Task description
Extract every line of the entries below that contains the string "prompts", treating uppercase and lowercase letters as distinct.

Data entries
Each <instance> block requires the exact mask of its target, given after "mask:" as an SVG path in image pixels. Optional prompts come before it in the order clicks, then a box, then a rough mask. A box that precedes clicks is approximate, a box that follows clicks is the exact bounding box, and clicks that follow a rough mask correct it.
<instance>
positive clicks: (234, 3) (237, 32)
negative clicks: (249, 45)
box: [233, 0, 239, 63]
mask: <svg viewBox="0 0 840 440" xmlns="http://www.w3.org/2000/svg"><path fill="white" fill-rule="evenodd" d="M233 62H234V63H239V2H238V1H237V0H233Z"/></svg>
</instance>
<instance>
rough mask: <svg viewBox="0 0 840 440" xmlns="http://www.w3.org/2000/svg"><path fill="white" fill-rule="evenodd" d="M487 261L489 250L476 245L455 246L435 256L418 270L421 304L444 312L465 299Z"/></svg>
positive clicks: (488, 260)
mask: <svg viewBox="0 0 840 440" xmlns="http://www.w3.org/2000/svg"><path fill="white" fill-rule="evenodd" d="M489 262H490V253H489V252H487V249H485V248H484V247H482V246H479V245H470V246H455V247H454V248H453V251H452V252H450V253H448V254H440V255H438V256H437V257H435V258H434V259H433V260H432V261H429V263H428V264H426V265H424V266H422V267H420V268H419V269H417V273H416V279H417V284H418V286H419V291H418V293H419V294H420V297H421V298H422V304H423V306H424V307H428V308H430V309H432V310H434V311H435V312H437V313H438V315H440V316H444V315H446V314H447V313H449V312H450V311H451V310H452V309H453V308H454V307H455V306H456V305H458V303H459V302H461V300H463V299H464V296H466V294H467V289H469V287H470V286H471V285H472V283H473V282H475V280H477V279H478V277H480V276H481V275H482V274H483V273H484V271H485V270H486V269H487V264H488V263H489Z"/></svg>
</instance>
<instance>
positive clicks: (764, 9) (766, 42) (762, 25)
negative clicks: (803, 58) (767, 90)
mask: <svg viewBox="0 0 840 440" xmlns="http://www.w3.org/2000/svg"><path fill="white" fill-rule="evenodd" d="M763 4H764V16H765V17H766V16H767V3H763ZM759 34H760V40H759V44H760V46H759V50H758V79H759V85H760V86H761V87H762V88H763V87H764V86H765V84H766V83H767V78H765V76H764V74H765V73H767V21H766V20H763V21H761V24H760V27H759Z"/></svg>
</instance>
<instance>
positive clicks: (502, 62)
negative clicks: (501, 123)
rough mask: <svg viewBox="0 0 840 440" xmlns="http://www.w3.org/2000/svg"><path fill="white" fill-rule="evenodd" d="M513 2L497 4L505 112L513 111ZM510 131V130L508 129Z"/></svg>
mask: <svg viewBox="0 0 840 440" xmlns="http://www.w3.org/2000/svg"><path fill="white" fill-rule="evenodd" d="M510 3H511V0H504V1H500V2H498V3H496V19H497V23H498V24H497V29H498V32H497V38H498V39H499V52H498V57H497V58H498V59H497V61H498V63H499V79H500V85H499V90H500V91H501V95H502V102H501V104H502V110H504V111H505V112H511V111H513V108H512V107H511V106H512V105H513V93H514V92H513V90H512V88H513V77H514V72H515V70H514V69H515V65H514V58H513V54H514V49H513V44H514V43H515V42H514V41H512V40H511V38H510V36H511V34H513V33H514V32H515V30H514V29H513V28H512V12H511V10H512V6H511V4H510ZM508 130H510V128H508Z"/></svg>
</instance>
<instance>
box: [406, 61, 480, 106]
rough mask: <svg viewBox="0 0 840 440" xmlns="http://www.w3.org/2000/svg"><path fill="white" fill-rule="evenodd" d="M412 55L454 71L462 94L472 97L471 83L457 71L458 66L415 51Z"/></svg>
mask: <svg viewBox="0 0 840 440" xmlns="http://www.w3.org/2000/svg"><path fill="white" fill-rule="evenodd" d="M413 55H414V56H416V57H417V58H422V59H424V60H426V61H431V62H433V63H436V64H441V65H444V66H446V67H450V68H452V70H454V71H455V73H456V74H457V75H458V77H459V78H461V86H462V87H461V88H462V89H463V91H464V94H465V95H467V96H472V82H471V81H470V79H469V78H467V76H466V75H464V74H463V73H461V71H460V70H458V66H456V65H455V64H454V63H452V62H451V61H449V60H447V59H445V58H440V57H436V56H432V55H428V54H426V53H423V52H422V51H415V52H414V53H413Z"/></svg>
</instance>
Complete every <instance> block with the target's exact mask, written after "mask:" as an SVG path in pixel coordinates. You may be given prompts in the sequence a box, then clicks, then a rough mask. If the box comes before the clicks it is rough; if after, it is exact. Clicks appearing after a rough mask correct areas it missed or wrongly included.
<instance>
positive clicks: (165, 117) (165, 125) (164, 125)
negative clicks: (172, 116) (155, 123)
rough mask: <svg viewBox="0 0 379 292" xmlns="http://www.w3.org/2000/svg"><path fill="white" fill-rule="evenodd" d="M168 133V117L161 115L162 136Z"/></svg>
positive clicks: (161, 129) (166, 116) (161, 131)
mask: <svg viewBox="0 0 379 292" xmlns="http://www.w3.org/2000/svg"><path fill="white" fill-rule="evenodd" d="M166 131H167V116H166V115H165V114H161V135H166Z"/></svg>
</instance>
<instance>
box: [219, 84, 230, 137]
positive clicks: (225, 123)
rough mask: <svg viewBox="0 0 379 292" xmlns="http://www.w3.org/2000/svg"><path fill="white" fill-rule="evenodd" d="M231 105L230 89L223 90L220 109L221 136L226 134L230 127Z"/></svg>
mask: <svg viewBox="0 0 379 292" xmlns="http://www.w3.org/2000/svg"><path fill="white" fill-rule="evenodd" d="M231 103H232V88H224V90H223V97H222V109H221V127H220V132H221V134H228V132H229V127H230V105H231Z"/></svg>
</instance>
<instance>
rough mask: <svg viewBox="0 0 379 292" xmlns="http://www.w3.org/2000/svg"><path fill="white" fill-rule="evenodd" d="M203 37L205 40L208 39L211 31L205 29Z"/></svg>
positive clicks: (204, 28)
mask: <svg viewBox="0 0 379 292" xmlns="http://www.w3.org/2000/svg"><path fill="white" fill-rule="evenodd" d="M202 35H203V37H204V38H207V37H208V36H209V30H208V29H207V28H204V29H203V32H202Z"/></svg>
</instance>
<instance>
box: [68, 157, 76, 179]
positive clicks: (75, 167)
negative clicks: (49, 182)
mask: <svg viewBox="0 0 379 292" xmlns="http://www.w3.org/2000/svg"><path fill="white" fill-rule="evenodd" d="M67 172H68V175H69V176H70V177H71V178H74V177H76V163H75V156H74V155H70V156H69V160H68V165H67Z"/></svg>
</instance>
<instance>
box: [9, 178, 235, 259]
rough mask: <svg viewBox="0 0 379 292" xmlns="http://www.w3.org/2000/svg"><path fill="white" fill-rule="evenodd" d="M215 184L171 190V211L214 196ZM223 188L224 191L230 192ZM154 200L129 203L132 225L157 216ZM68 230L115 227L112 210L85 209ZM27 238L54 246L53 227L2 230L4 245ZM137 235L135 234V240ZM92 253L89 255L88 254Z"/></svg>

Written response
Each <instance> block requires the exact mask of its target, given after "mask:" as an SVG path in image pixels. Optional prompts come before it in the order clicks, then a box, then a rough mask. A box that precedes clicks is approximate, a box that follows clicks is the exact bounding box, and clicks that follow a rough mask correct it.
Complete every <instance> block with the target's exact mask, written after "mask:" as an SVG path in pixel coordinates. You may be given prompts in the sequence a box, then clicks, then a rough mask. If the box comes before the clicks it is rough; if after, it is exact. Clicks appearing after a rough mask correct areas it missed or wrongly included.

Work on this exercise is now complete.